▸ À faire:
1) Recopiez l'extrait sur la procédure devant la cour, en commençant par « Il soutient que » et en allant jusqu'à « des procédures fiscales. ».
2) Dans l'extrait sur la procédure devant la cour, résumez sous forme de liste le paragraphe qui commence par « Par un recours enregistré le 2 décembre 2016 », sans perdre ses faits principaux.
3) Écrivez la suite de l'extrait sur la procédure devant la cour, à partir de sa dernière phrase.

▸ Passage cité:

Procédure devant la cour :
Par un recours enregistré le 2 décembre 2016, le ministre de l'économie et de finances demande à la cour :
1°) de réformer ce jugement du tribunal administratif de Lyon du 27 septembre 2016, en tant qu'il prononce la décharge des impositions issues de rémunérations excessives ;
2°) de lui accorder le rétablissement de ces impositions.
Il soutient que :
- il demande que l'article 111 d) du code général des impôts soit substitué à l'article 111 c) initialement appliqué ;
- les rémunérations de M. A... sont excessives ;
- les contributions sociales versées sur les traitements et salaires ne peuvent être dégrevées car elles ont été acquittées auprès de l'URSSAF ;
- il n'a pas pris de position formelle invocable sur le fondement de l'article L. 80 A du livre des procédures fiscales.
Le recours a été communiqué à M. A... qui n'a pas produit d'observations.

▸ Données fournies:

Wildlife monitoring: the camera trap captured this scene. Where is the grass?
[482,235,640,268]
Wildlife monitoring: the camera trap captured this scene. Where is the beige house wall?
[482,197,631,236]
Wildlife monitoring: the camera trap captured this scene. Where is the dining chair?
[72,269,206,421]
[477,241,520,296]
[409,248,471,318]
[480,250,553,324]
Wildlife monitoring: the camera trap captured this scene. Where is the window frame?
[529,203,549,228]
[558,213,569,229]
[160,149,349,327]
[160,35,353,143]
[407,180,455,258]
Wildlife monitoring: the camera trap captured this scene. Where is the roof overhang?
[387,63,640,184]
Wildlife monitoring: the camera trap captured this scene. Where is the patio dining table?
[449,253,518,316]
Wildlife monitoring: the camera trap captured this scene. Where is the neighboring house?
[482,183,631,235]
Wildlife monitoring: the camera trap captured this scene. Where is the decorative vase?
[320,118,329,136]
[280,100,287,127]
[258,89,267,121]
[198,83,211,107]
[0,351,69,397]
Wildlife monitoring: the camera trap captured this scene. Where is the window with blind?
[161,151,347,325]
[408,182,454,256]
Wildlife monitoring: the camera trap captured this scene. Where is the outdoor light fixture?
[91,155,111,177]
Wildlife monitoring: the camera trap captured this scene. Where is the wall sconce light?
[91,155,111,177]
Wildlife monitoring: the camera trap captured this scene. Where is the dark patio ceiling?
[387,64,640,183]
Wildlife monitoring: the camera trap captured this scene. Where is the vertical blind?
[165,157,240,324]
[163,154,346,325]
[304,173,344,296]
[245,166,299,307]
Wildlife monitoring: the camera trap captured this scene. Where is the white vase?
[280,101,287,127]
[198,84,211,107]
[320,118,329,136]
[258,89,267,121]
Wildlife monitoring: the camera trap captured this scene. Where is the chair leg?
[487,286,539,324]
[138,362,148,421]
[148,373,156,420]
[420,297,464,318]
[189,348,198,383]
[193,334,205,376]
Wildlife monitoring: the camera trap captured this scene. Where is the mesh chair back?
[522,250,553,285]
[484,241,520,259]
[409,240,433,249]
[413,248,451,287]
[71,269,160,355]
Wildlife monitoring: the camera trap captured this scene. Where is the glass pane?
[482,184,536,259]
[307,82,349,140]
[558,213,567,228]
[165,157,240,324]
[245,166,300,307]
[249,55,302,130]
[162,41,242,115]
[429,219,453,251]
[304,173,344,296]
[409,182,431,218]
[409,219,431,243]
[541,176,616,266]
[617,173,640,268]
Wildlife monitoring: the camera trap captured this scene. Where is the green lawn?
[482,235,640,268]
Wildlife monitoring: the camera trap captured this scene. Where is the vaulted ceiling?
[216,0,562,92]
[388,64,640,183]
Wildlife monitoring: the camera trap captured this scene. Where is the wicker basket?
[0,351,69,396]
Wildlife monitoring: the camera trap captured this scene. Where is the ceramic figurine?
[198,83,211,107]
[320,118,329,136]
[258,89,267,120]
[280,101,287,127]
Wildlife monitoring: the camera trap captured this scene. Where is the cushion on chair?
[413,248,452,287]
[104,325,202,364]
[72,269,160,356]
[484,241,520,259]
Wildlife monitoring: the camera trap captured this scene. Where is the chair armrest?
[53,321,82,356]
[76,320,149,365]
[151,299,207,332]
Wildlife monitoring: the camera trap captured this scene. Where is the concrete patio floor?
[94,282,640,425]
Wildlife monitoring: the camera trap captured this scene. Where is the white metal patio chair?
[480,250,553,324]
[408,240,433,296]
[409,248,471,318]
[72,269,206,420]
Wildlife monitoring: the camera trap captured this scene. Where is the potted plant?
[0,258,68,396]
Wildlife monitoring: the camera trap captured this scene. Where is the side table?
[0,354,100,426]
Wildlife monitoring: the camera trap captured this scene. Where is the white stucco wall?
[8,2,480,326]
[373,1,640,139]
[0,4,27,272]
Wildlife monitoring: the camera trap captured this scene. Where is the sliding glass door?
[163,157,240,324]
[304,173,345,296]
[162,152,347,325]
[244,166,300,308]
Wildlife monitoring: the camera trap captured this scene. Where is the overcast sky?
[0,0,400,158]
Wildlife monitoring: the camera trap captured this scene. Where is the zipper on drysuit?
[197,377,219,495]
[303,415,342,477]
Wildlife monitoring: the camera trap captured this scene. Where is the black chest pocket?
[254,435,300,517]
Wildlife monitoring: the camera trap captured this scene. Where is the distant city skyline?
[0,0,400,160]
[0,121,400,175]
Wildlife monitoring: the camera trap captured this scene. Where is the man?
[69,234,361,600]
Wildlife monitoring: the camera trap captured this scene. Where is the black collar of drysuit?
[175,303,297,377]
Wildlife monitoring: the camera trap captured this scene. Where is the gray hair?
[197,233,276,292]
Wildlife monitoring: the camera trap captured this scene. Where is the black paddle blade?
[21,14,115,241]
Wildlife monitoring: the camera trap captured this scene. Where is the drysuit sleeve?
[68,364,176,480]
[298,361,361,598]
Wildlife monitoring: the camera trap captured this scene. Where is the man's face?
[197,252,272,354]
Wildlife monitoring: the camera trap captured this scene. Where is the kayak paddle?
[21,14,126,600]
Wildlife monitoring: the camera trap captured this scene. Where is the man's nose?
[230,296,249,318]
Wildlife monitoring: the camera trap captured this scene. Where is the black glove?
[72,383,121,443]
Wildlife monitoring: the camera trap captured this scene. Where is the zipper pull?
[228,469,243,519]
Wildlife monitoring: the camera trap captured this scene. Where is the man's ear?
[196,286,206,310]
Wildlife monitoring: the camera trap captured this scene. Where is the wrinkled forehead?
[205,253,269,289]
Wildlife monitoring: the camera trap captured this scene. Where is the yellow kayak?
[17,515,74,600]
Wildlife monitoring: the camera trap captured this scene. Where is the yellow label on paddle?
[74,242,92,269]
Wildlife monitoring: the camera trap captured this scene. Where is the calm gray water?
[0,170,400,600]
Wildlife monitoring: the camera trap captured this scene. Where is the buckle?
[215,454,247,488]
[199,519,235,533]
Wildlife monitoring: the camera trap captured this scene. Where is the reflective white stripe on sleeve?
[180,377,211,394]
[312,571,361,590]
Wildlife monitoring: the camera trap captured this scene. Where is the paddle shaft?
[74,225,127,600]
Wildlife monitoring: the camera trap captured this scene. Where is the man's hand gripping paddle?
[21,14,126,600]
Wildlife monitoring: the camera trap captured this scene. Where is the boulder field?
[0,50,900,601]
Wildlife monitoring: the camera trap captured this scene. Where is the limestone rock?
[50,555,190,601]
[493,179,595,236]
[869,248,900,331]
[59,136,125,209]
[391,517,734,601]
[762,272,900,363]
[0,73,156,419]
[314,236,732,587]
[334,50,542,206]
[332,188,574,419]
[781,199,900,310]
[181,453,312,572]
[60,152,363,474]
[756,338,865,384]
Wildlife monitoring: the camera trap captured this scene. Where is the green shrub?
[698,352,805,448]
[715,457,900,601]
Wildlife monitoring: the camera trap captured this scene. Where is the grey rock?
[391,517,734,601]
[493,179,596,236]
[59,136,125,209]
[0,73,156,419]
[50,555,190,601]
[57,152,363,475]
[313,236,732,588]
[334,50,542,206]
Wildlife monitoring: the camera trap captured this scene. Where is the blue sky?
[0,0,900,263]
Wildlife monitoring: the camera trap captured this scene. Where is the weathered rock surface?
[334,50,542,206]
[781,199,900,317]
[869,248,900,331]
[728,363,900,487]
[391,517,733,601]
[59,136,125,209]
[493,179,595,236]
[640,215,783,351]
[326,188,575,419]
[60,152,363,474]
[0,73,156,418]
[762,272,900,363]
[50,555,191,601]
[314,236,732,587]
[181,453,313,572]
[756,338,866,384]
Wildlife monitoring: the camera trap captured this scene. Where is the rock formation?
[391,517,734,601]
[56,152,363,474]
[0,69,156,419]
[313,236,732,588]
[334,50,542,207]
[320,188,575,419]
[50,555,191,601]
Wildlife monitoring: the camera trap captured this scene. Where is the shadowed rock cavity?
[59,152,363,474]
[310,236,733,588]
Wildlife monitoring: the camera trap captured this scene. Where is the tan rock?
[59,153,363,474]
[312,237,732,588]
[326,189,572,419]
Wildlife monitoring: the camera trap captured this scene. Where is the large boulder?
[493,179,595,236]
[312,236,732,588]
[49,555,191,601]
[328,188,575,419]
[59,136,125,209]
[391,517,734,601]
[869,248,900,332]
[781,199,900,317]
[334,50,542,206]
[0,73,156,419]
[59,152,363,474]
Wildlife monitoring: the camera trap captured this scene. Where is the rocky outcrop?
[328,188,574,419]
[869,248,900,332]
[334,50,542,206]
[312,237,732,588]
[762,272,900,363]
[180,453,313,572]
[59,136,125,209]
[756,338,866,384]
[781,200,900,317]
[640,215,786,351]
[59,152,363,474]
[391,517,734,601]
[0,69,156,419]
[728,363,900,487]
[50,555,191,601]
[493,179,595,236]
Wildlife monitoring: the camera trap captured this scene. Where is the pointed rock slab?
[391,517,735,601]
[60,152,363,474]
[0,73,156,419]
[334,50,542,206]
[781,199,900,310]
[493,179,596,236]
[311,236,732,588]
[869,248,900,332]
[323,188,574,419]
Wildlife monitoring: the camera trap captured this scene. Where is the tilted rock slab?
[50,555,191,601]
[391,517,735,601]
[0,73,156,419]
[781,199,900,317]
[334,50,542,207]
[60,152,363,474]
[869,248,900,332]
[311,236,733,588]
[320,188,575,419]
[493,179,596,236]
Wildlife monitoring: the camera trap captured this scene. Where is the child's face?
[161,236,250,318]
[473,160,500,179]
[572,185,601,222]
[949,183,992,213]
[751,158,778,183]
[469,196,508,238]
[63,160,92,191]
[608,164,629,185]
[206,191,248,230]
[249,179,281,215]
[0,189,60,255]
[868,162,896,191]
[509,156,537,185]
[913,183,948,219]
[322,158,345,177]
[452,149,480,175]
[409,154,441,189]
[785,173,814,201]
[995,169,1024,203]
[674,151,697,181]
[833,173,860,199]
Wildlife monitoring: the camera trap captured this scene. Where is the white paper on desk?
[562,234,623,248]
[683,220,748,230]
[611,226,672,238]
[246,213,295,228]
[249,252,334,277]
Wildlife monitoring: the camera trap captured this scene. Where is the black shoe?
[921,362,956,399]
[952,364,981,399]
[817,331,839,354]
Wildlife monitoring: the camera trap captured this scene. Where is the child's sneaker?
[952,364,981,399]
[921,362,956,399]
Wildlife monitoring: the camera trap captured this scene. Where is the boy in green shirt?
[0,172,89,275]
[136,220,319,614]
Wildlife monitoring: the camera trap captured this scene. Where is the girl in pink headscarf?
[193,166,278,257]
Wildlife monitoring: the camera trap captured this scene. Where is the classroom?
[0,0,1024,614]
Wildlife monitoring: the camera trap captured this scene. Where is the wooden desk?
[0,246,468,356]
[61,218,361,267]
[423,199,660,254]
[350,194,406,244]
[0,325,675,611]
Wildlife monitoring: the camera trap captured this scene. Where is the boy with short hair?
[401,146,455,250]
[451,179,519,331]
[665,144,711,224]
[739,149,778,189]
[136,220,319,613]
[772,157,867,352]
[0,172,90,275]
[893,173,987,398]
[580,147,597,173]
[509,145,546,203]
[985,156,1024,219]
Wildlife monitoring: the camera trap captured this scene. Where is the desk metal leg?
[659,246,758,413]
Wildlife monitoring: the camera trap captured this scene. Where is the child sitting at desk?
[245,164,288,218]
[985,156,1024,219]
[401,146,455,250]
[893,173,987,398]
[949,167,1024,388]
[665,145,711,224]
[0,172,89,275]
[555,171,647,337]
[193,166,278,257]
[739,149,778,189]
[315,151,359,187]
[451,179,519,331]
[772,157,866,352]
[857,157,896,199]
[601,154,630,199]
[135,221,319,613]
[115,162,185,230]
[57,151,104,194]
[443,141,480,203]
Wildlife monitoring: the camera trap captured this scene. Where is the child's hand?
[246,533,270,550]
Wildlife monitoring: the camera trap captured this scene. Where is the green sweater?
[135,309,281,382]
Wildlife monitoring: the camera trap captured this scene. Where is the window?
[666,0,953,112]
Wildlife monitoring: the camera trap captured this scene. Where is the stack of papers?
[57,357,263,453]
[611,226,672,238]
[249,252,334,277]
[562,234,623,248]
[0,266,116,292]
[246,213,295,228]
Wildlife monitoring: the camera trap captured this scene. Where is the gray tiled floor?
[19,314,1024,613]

▸ Réponses de l'exercice:
1)
Il soutient que :
- il demande que l'article 111 d) du code général des impôts soit substitué à l'article 111 c) initialement appliqué ;
- les rémunérations de M. A... sont excessives ;
- les contributions sociales versées sur les traitements et salaires ne peuvent être dégrevées car elles ont été acquittées auprès de l'URSSAF ;
- il n'a pas pris de position formelle invocable sur le fondement de l'article L. 80 A du livre des procédures fiscales.

2)
- Date du recours : 2 décembre 2016.
- Auteur : le ministre de l'économie et de finances.
- Première demande : modifier le jugement du tribunal administratif de Lyon du 27 septembre 2016 sur la décharge des impôts liés à des rémunérations excessives.
- Seconde demande : rétablir ces impôts.

3)
Vu les autres pièces du dossier ;
Vu :
- le code général des impôts et le livre des procédures fiscales ;
- le code de justice administrative ;
Les parties ayant été régulièrement averties du jour de l'audience ;
Après avoir entendu au cours de l'audience publique :
- le rapport de M. Savouré, premier conseiller,
- les conclusions de Mme Bourion, rapporteur public ;
Considérant ce qui suit :
1. M. A... est cogérant de la SARL Power sécurité privée, société holding détenant des participations dans des sociétés de sécurité, surveillance et gardiennage, dont il est également associé à 50 %. Cette société a fait l'objet d'une vérification de comptabilité portant sur les exercices clos en 2008, 2009 et 2010, à l'issue de laquelle l'administration a refusé d'admettre en déduction la fraction des rémunérations de M. A... qu'elle a regardée comme excessive. Cette fraction de ses rémunérations a été imposée entre ses mains sur le fondement de l'article 111 c) du code général des impôts au titre des années 2008, 2009 et 2010, ces impositions étant assorties de pénalités pour manquement délibéré. Le tribunal administratif de Lyon a estimé que cette base légale ne permettait pas de procéder à ce chef de rectification et a ainsi prononcé la décharge des impositions correspondantes. Le ministre de l'économie et des finances interjette appel de ce jugement.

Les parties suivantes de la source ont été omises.